# [取り組む課題]
• A. 本文について、次の問いに答えなさい。
(i) 筆者のオートバイは何色に塗られているか。
(ii) 1000ccのBMWはどのような走りだと述べられているか。
(iii) 道すがら出会うオートバイの中心には何が居座っているとされているか。
• B. 本文で、筆者が自分のオートバイを「ノームコアとはちょっと言い難い」とするのはなぜか。本文に示された理由を説明しなさい。
• C. 本文の「休みたんびにオートバイをバラバラにしたり」で始まる段落を、主な内容を保ったまま短く書き直しなさい。

***** 本文

ソロツーリストの旅ログ

あるいはライダーへのアンチテーゼ

振り返ってみるとオートバイがいちばん好きだった

年の瀬は買い物行って機嫌とる黄色いヤツ

2020年12月26日 | R100Trad (1990) クロ介
ノームコア

このごろ流行る言葉

20世紀のBMWモトは今見ると

まさにノームコアな位置づけだ


ボクのヤツはたまたま真っ黄ィー黄ィーに塗られちまったから

ノームコアとはちょっと言い難いが

乗り込んでいくと

この究極の普通は意識しない間に

心の深いところにどっしりと腰を据えてしまう


奥さんに胃袋をつかまれる、というが

ちょっと違うかな、でもそんな感覚だ


休みたんびにオートバイをバラバラにしたり

組んだかと思ったら、いつの間にか山へ走りに行っちまったり

家でじっとしてると思ったら、競馬やってたり

あんまり勝手が過ぎると嫌われますよ


ということで



ドラッグストアに行ったり



近所のスーパーに行ったり

1000ccのBMWはカブのような走り

まさに「究極のゲタ」もとい「究極の普通」

ノームコアなオートバイだ

トライ&エラーこそ

2020年12月17日 | R100Trad (1990) クロ介
ボクはもう壮年だ

早い話、ジジィといってもいい

このごろはジェネレーションギャップなのか

変な時代に変わっていくことに、モヤモヤしたものを感じる

たぶんジジィはみんなそうなんだろう


一番モヤモヤするのは

未成熟、未経験を肯定するもの言いか

遠回り、とか

無意味、とか

そんな理由だ


ほんとに頭のいい人や

限られたタレントを持つ人は昔からいる

その人たちには確かに経験や猶予は必要ないのだろう

ただそれは今に始まったことではなく昔もそうだった



もうジジィだから言い切るけどね

なんで失敗することを楽しめないんだろう、と

「こうすれば」と考え

「ちがうのか」と反省する

スマホやPCの中にあるのはただの情報で

正解や成功がそこにあっても、それは他人のものだ

人はだれしも未成熟で生まれるわけで

人類何千年かで得てきた経験を

学校に行くことで、ひととおり知識として得られる良い時代だ


そしたら今度は自分の番だろ?

知識は知識として

そこからは自分の人生を生きなきゃ意味がない

言い切る

意味がない

たどり着くとこがどこなのか

どんな高み、深さ

それはどうでもいい

「これは自分のものだ」と胸を張れる生き方をすればいい



道すがら出会うオートバイには

ほぼほぼスマホが中心に居座っている

スマホでアプリにルートをなぞらせ

目的地へ指示されるまま突き進むのか


それならなぜ目的地に行くための手段がオートバイなんだろう

そもそも目的地ってなんだ

エンジンを切った後が目的なのかい?

だったらこんな危ない手段は必要かい?

**********
***** 提供された記録

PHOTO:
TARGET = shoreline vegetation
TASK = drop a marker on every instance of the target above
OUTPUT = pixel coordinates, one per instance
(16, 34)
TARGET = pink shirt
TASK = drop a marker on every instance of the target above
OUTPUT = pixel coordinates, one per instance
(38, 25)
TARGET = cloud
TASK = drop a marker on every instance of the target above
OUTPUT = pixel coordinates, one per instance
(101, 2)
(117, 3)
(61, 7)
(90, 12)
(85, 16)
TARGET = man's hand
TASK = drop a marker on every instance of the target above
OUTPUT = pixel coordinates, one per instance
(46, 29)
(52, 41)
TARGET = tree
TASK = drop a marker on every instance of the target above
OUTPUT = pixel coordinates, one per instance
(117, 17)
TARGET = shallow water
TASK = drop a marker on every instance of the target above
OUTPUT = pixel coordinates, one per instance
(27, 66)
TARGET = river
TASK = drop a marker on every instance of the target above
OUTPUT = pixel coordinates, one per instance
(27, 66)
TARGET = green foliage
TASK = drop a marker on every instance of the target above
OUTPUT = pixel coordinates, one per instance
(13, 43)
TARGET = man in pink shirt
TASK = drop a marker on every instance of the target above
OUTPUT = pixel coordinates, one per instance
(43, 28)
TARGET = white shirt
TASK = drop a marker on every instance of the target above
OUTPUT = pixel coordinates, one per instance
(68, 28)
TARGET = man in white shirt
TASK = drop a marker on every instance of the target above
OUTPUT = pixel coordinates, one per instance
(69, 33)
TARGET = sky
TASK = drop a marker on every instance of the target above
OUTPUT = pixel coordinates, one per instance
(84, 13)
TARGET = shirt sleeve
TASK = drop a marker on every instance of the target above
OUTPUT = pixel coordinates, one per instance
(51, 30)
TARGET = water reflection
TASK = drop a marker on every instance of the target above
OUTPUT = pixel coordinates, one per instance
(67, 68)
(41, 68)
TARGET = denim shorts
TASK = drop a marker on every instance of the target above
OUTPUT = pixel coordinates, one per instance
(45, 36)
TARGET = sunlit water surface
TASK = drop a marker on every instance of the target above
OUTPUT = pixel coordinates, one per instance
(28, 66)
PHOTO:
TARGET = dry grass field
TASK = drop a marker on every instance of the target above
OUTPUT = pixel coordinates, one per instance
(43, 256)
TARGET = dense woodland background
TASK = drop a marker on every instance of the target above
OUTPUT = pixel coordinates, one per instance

**********

# [各課題の解答]
• A.
(i) 黄色(真っ黄ィー黄ィー)
(ii) カブのような走り
(iii) スマホ

• B. 筆者のオートバイは、たまたま真っ黄色に塗られてしまったからである。

• C. 休みのたびにオートバイを分解する、組み立てたと思えばいつの間にか山へ走りに行く、家にいると思えば競馬をしている。このように勝手が過ぎると嫌われる。